[Start of section]

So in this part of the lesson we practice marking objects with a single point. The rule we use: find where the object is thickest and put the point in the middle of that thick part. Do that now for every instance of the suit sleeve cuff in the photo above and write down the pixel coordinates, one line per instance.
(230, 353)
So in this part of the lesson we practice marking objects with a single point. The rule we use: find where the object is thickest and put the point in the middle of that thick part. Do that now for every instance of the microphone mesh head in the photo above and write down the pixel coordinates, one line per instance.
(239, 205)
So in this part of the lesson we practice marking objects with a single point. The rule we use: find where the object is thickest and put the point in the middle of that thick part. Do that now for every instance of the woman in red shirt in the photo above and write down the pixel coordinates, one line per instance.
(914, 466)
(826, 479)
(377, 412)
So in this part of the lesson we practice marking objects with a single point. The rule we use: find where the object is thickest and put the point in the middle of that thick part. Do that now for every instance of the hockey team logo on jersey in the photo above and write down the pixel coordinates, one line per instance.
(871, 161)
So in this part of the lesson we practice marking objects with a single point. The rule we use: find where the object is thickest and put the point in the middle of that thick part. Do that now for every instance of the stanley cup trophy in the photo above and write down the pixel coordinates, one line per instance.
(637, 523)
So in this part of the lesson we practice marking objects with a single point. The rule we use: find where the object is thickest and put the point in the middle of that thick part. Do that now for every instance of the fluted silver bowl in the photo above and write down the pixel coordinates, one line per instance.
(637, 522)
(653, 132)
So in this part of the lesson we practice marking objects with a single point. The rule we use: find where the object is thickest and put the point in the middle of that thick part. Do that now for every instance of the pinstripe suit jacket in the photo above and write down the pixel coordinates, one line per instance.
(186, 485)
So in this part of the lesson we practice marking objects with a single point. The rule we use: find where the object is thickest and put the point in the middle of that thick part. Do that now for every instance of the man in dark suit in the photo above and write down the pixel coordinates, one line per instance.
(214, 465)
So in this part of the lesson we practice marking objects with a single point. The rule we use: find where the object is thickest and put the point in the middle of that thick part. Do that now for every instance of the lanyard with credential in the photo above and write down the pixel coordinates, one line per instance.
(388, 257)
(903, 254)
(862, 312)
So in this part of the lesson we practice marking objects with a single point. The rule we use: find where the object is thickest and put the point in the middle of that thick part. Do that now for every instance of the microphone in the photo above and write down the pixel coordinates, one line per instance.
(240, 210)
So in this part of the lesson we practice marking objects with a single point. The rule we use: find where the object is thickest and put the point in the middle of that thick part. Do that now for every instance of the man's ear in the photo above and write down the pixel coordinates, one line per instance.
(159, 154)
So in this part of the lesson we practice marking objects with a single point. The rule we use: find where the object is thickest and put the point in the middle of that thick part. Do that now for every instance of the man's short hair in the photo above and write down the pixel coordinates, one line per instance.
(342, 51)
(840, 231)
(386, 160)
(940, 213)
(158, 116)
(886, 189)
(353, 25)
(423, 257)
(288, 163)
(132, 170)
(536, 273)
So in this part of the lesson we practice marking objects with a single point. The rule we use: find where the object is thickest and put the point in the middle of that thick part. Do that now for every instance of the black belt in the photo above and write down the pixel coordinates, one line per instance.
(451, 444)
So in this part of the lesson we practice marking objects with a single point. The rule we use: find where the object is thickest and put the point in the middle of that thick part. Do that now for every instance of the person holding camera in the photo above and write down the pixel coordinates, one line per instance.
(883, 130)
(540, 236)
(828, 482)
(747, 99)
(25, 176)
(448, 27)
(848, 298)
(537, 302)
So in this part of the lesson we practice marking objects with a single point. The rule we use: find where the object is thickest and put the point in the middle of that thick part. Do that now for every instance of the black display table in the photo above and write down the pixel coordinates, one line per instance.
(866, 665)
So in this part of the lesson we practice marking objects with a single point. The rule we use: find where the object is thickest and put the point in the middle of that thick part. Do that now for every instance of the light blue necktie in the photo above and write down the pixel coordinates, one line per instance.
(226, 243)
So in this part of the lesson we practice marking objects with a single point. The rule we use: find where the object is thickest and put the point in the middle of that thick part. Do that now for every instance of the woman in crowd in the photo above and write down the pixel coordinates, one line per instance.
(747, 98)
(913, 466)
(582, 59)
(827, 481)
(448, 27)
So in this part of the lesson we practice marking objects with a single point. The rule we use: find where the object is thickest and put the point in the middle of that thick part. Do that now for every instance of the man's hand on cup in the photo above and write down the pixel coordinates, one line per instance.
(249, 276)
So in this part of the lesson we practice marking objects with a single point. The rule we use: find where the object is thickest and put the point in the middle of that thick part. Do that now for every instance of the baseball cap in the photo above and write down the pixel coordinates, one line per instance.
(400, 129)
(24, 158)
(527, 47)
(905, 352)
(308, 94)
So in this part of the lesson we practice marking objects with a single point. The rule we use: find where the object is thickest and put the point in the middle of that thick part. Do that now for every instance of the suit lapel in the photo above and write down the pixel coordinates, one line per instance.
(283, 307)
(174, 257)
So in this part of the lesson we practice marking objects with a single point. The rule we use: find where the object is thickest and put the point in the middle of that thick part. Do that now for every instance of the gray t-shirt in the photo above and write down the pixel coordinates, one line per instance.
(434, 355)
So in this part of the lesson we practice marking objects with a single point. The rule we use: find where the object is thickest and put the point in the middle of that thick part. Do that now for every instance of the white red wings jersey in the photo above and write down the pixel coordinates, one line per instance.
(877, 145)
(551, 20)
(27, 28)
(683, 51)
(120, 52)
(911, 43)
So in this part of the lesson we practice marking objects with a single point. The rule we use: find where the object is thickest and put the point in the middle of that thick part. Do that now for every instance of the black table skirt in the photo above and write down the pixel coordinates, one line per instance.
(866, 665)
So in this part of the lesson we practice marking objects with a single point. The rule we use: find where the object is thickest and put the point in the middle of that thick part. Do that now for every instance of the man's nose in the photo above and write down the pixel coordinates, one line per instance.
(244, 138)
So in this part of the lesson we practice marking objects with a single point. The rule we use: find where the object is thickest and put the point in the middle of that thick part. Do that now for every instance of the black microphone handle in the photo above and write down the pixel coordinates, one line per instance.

[End of section]

**Exercise instructions:** Every word of every entry must be returned as it appears.

**Answer to the exercise:**
So in this part of the lesson we practice marking objects with a single point. The rule we use: find where the object is thickest and put the point in the middle of that thick part. Do that now for every instance of the suit sleeve cuff in the photo above and write down the pixel coordinates, one line per instance.
(230, 353)
So in this part of the lesson we practice marking objects with a single point. The rule we use: find where the object is thickest and put the point in the middle of that thick part. Do that now for every instance of the microphone mesh head in the photo above and write down the pixel coordinates, one line per instance.
(239, 205)
So in this part of the lesson we practice marking objects with a single point. The rule we use: find where the object is thickest and put the point in the middle of that thick part. Do that now for every instance of the woman in red shirt in the photo above and write down the pixel coordinates, one line per instance.
(914, 466)
(826, 479)
(377, 412)
So in this part of the lesson we practice marking objects with a single point. The rule we use: find where the object is thickest and put the point in the middle of that thick part. Do that now for every instance of the hockey team logo on jersey in the photo above and write down the pixel coordinates, one line per instance.
(871, 161)
So in this part of the lesson we practice marking objects with a single point. The rule we use: find where the object is thickest and put the point in the middle of that thick part. Do that now for every instance of the stanley cup trophy in the photo above and write down the pixel coordinates, one line per instance.
(637, 523)
So in this part of the lesson we practice marking objects with a single point. The rule we use: find where the object is thickest and put the point in the middle of that thick part. Do that now for every instance of the fluted silver bowl in the photo above and write down the pixel coordinates, one line per instance.
(637, 522)
(653, 132)
So in this part of the lesson we practice marking objects with a single point. The rule we use: find where the object is thickest and put the point in the middle of that thick part. Do that now for every instance of the pinstripe suit jacket in the photo above and write down the pixel coordinates, one line per instance.
(186, 485)
So in this part of the lesson we practice marking objects with a single point. The rule we use: find where the object is thickest and put the point in the middle of that thick part. Do that now for every instance of the man in dark suit in the photo above and write down the pixel coordinates, one line per instance.
(214, 465)
So in this part of the lesson we practice marking objects with a single point. The rule we use: find where the object is thickest and put the point in the middle of that thick part. Do that now for every instance of the lanyard with credential in the photo above and write down the pixel coordinates, one line per instance.
(388, 257)
(903, 254)
(862, 312)
So in this part of the lesson we practice marking objects with a single point. The rule we use: find where the object is thickest and put the point in the middle of that thick part. Do that now for every instance of the microphone in the photo above and write down the pixel coordinates, one line per instance.
(240, 210)
So in this part of the lesson we practice marking objects with a single point. The rule we use: find where the object is thickest and put the point in the middle of that thick part. Do that now for every instance of the man's ear in the photo above and write down the pixel coordinates, one line per instance.
(159, 154)
So in this part of the lesson we practice marking objects with a single point. The rule we use: find where the object is thickest and put the point in the middle of that thick part. Do that now for every instance of the man's short hair in the photo above and write down the pixel coordinates, one line per instance.
(342, 51)
(840, 231)
(386, 160)
(940, 213)
(158, 116)
(886, 189)
(353, 25)
(423, 257)
(288, 163)
(132, 170)
(536, 273)
So in this part of the lesson we practice marking objects with a single point. The rule we use: find where the object is thickest and put the point in the middle of that thick part. Do that now for every instance of the black belt in the photo above and write down the pixel coordinates, one line per instance.
(451, 444)
So in this part of the lesson we practice marking objects with a single point. The rule we use: find where the object is thickest and put the point in the middle of that thick part. Do that now for every instance of the person holding camera in the photo above and write down the pixel coordinates, one line per instance.
(883, 130)
(540, 236)
(828, 482)
(747, 99)
(25, 176)
(448, 27)
(848, 298)
(537, 302)
So in this part of the lesson we practice marking objects with a single point. The rule we use: find where the object is thickest and put the point in the middle of that thick part. Do that now for every instance of the black display table in the photo above and write down the pixel coordinates, one line per instance.
(866, 665)
So in this part of the lesson we practice marking objects with a single point. The rule we use: find where the object is thickest and put the point in the middle of that thick part. Do that now for every instance of the light blue necktie in the photo above and write down the pixel coordinates, one line per instance.
(226, 243)
So in this part of the lesson we practice marking objects with a single point. The rule we use: find where the object is thickest and put the point in the middle of that thick part. Do that now for every instance of the woman in crowd in the photo above and write down the pixel coordinates, one line per instance.
(747, 98)
(913, 466)
(582, 59)
(827, 481)
(448, 27)
So in this part of the lesson we practice marking objects with a single point. The rule we use: find where the object is thickest and put the point in the middle of that thick part. Do that now for every instance of the man's hand on cup in the photo above and write down the pixel coordinates, one line per instance.
(249, 276)
So in this part of the lesson we practice marking objects with a single point. The rule we use: find where the object is thickest and put the point in the middle of that thick part. Do that now for every instance of the baseball cap in the photo above and write down the pixel coordinates, one line per instance.
(400, 129)
(24, 158)
(527, 47)
(905, 352)
(308, 94)
So in this part of the lesson we practice marking objects with a single point. The rule we use: find where the object is thickest and put the point in the middle of that thick part. Do that now for every instance of the suit lapel in the photo above and write down the pixel coordinates, one line per instance.
(283, 307)
(174, 257)
So in this part of the lesson we practice marking objects with a single point. The rule we use: find where the object is thickest and put the point in the middle of that thick part. Do that now for every instance of the gray t-shirt in the photo above and write down the pixel coordinates, one line per instance.
(434, 355)
So in this part of the lesson we practice marking objects with a single point. The rule we use: find where the object is thickest and put the point in the middle of that thick part. Do that now for every instance of the white red wings jersey in the photo above and write down the pixel coordinates, one line per instance.
(877, 145)
(551, 20)
(27, 28)
(683, 51)
(120, 52)
(911, 43)
So in this part of the lesson we practice marking objects with a single point. The rule we use: find where the object is thickest and put the point in the middle of that thick part. Do that now for every instance of the black table skirt in the photo above and write down the pixel coordinates, one line per instance.
(866, 665)
So in this part of the lesson we practice marking objects with a single point. The rule we use: find where the object is thickest and put the point in the middle of that thick part. Do that now for every instance of the man's nose in the photo above and write down the pixel coordinates, one line per instance.
(244, 138)
So in this part of the lesson we practice marking objects with a single point. The rule we use: find where the object is thickest and put the point in the middle of that thick part. Do that now for every instance of the black microphone handle in the photo above and write down the pixel coordinates, one line per instance.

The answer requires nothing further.